- [What to do]: Copy the items below, replacing "innermost" with "closest to the center" everywhere and leaving everything else unchanged. Omit the pictures.
** start **
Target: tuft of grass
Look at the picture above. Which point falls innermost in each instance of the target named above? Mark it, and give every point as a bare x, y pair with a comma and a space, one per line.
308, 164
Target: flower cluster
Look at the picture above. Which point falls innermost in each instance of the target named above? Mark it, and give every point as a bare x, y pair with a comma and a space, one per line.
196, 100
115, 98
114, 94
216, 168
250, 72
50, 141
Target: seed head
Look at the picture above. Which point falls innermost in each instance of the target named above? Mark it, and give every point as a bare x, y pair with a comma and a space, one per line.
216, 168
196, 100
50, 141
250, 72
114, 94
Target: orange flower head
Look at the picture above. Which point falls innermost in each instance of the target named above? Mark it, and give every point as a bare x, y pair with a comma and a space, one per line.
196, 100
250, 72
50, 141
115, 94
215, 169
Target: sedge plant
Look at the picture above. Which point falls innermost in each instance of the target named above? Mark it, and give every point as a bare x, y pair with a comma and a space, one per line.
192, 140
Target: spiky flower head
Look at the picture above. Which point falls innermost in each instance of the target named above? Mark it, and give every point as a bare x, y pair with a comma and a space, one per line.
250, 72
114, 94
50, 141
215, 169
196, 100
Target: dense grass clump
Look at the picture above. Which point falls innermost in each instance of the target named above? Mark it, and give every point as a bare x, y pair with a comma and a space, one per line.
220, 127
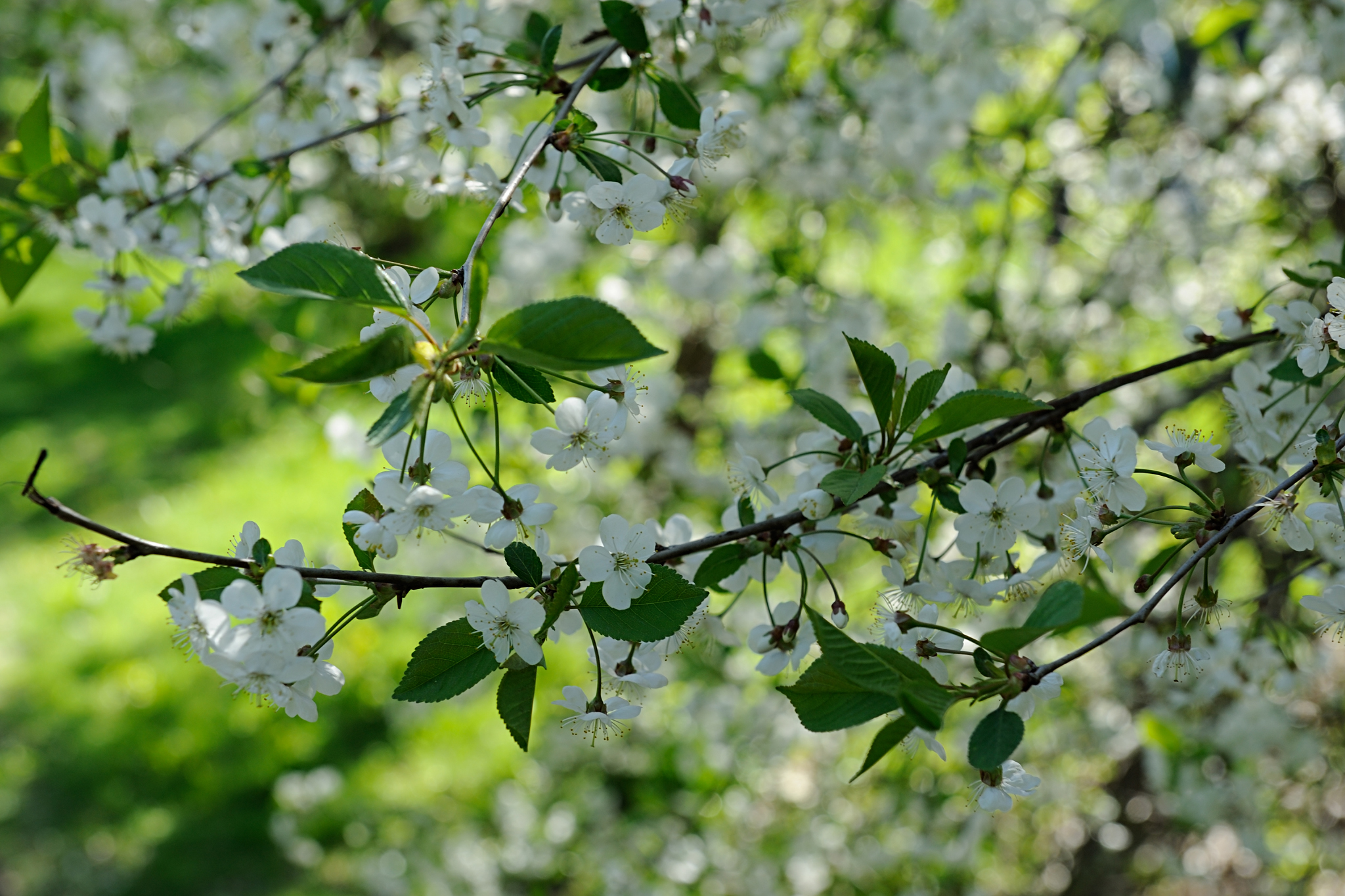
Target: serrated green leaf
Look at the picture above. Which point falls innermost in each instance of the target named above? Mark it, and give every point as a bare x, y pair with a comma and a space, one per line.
573, 333
514, 700
525, 563
994, 739
920, 394
829, 412
210, 582
609, 79
602, 167
382, 355
722, 562
971, 408
550, 43
34, 131
404, 409
449, 661
366, 503
625, 23
522, 382
667, 602
826, 700
678, 104
888, 736
323, 270
852, 485
879, 372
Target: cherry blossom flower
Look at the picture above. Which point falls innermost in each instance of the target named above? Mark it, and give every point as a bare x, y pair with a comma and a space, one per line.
994, 516
1180, 660
201, 624
1047, 689
1188, 448
276, 622
996, 789
783, 643
1331, 603
508, 626
1107, 464
596, 717
626, 209
583, 431
619, 562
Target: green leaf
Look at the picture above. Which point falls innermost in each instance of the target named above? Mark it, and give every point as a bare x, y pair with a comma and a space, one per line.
386, 352
34, 131
827, 700
879, 372
609, 79
888, 736
522, 382
659, 613
525, 563
625, 23
852, 485
602, 167
404, 409
722, 562
763, 366
1059, 605
923, 391
994, 739
549, 43
252, 167
23, 255
449, 661
829, 413
366, 503
210, 582
323, 270
678, 104
971, 408
514, 699
573, 333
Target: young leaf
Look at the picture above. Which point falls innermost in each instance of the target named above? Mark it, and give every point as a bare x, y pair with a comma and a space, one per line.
386, 352
522, 382
829, 413
888, 736
921, 393
514, 699
323, 270
678, 104
573, 333
722, 562
827, 700
625, 23
994, 739
34, 131
22, 257
659, 613
366, 503
850, 485
879, 372
971, 408
549, 43
210, 582
447, 661
609, 79
523, 562
602, 167
404, 409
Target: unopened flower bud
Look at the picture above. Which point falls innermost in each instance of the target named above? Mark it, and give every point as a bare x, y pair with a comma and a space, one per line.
839, 618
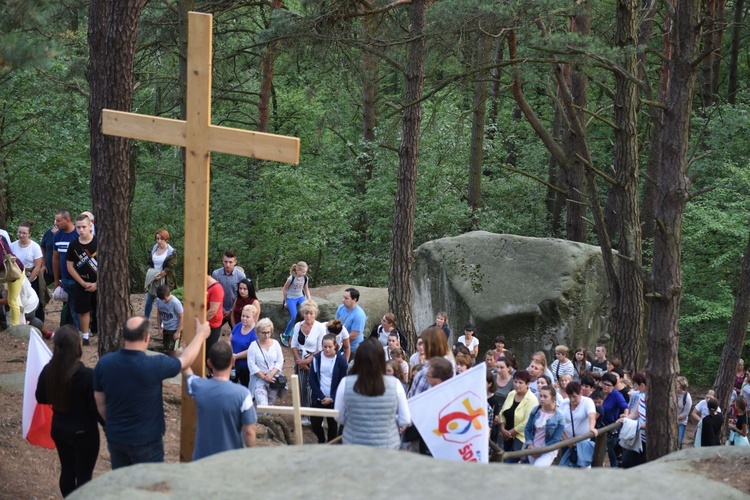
** end **
- [Completed exercise]:
Target: tuft of grass
Look at the picture above. Which point falls closest to the center in each instance of the target named above? Mark it, and give every point as a bare x, y pair with a comma and a space, one per line.
308, 164
Target: flower cluster
Look at the picture above. Which point falls closest to the center in each instance of the target named above? Mark it, and give every point as a bare x, y pair with a comma and a space, one per line.
196, 100
115, 98
114, 94
216, 168
250, 72
50, 141
Target: seed head
Look at the picture above. Which point falls closest to the center in each instance of the target named above? Mark it, and give every point as a bare x, y pair with a comma and a space, one per line.
216, 168
196, 100
50, 141
250, 72
114, 94
Target: orange flower head
Look at the picture above. Which point falls closest to the center in each instance of the target named above? Mark it, and give every point as a bare x, y pair with a comma and a space, one per line.
196, 100
250, 72
50, 141
115, 94
215, 169
Target: sedge plant
Look at the picture above. Which point falls closest to the center in each instance of the target named above? Mark it, and give every point as a bare x, y pair with a comma and a space, one per line.
192, 140
Target: spiky flower head
Look at the picture above. Which point falls closest to the center in each instance of the target named above? Mark it, and give every point as a bare x, y pair with a comma and a space, one per line.
250, 72
114, 94
50, 141
215, 169
196, 100
Target: dense grass clump
Look at the picture above. Which point falls closest to the center in each instance of the target named above? Mark it, and give every point as a bare x, y pair with a comma and a space, one per line.
220, 127
Target: serrated green leaf
Look at the picture above. Which point falls closest to the center in each instance of the target named above? Mark it, and give every point as a bare x, y pair with a comma and a space, one per line.
573, 333
514, 700
525, 563
994, 739
920, 394
829, 412
210, 582
609, 79
602, 167
382, 355
722, 562
971, 408
550, 43
34, 131
404, 409
449, 661
366, 503
625, 23
522, 382
667, 602
826, 700
678, 104
888, 736
323, 270
852, 485
879, 372
Target: cherry blossom flower
Look at the picture above. Which point falls closest to the center in each instance of the target named above? Mark it, and give every point as a bare x, y pair with a comma and a space, one per line.
994, 516
1180, 660
201, 624
1047, 689
1188, 448
276, 622
996, 789
783, 643
1331, 603
508, 626
1107, 464
596, 717
626, 209
583, 431
619, 562
Target: green leaf
Look at the picture above. Which point falls closest to the center in each instance of the target named above? Mark it, and give every point as a bare x, y pair with a comma and a space, one per line.
386, 352
34, 131
827, 700
879, 372
609, 79
888, 736
522, 382
659, 613
525, 563
625, 23
852, 485
602, 167
404, 409
722, 562
763, 366
1059, 605
923, 391
994, 739
549, 43
252, 167
23, 255
449, 661
829, 413
366, 503
210, 582
323, 270
678, 104
971, 408
514, 699
573, 333
Target: young leaf
Look at the picture above. Which point falls closest to the center in each instance of the target named above? Mark it, and give every point as a bare x, y pair with a comma and a space, one per line.
386, 352
522, 382
829, 413
888, 736
921, 393
514, 699
323, 270
678, 104
573, 333
722, 562
827, 700
625, 23
994, 739
34, 131
22, 257
659, 613
366, 503
850, 485
879, 372
971, 408
549, 43
210, 582
447, 661
609, 79
523, 562
602, 167
404, 409
Target: unopened flower bud
Look at the picture above. Which point falls closest to the center in each instance of the target named above? Mark it, and give every point as a bare x, y pair with a comma and a space, one per line.
839, 618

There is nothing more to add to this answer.